— Required action —
Render every line of the records below as a JSON list of strings, one string per line, omitting blank lines.

— Supplied material —
☆ ☆ ☆ ☆ ☆

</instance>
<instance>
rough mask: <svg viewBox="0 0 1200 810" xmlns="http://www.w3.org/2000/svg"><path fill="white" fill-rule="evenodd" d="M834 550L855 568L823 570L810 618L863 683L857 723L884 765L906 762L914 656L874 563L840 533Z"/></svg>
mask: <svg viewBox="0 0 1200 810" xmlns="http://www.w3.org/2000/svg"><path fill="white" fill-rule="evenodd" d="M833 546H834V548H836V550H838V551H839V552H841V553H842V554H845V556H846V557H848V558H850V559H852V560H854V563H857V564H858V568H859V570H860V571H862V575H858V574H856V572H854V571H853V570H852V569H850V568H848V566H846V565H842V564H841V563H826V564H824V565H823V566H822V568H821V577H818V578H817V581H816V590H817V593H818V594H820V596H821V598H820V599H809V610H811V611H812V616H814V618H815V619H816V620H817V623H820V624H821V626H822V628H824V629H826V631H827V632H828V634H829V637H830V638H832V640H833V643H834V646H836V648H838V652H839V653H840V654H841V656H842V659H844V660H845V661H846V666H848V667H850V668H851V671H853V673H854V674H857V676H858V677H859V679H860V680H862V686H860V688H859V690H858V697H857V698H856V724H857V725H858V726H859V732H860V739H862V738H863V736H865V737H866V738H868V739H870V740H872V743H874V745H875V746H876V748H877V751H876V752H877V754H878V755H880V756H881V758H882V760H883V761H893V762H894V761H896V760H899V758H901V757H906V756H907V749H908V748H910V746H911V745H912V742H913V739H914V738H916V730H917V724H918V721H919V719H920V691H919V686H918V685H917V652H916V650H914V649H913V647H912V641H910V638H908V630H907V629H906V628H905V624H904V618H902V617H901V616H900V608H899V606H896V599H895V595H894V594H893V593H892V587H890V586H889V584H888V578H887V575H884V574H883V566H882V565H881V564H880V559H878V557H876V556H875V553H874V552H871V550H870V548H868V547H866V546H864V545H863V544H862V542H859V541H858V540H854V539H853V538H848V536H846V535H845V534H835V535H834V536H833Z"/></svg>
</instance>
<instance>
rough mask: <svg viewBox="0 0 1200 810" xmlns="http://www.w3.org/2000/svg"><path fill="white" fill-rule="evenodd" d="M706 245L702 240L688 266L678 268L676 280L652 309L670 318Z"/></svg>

☆ ☆ ☆ ☆ ☆

— Exercise result —
[
  "</instance>",
  "<instance>",
  "rough mask: <svg viewBox=\"0 0 1200 810\" xmlns=\"http://www.w3.org/2000/svg\"><path fill=\"white\" fill-rule=\"evenodd\" d=\"M834 550L855 568L823 570L810 618L863 683L857 723L884 765L906 762L914 656L874 563L840 533Z\"/></svg>",
  "mask: <svg viewBox=\"0 0 1200 810\" xmlns=\"http://www.w3.org/2000/svg\"><path fill=\"white\" fill-rule=\"evenodd\" d=\"M833 546H834V548H836V550H838V551H839V552H841V553H842V554H845V556H846V557H848V558H850V559H852V560H854V563H857V564H858V568H859V570H860V571H862V575H858V574H856V572H854V571H853V570H852V569H850V568H848V566H846V565H842V564H841V563H826V564H824V565H823V566H822V568H821V577H818V578H817V581H816V590H817V593H818V594H820V596H821V598H820V599H809V610H811V611H812V616H814V618H815V619H816V620H817V623H820V624H821V626H822V628H824V629H826V631H827V632H828V634H829V637H830V638H832V640H833V643H834V646H836V648H838V652H839V653H840V654H841V656H842V659H844V660H845V661H846V666H848V667H850V668H851V671H853V673H854V674H857V676H858V677H859V679H860V680H862V686H860V688H859V690H858V697H857V698H856V724H857V725H858V726H859V732H860V739H862V738H863V736H865V737H866V738H868V739H870V740H872V743H874V745H875V746H876V748H877V751H876V752H877V754H878V755H880V756H881V758H882V760H883V761H893V762H894V761H896V760H899V758H901V757H906V756H907V749H908V748H910V746H911V745H912V742H913V739H914V738H916V730H917V724H918V721H919V719H920V691H919V686H918V685H917V652H916V650H914V649H913V647H912V641H910V638H908V630H907V629H906V628H905V624H904V618H902V617H901V616H900V608H899V606H896V599H895V595H894V594H893V593H892V587H890V586H889V584H888V578H887V575H884V574H883V566H882V565H881V564H880V559H878V557H876V556H875V553H874V552H871V550H870V548H868V547H866V546H864V545H863V544H862V542H859V541H858V540H854V539H853V538H848V536H846V535H845V534H835V535H834V536H833Z\"/></svg>",
  "</instance>",
  "<instance>",
  "rough mask: <svg viewBox=\"0 0 1200 810\" xmlns=\"http://www.w3.org/2000/svg\"><path fill=\"white\" fill-rule=\"evenodd\" d=\"M706 245L702 240L688 266L678 268L676 280L652 309L670 318Z\"/></svg>"
]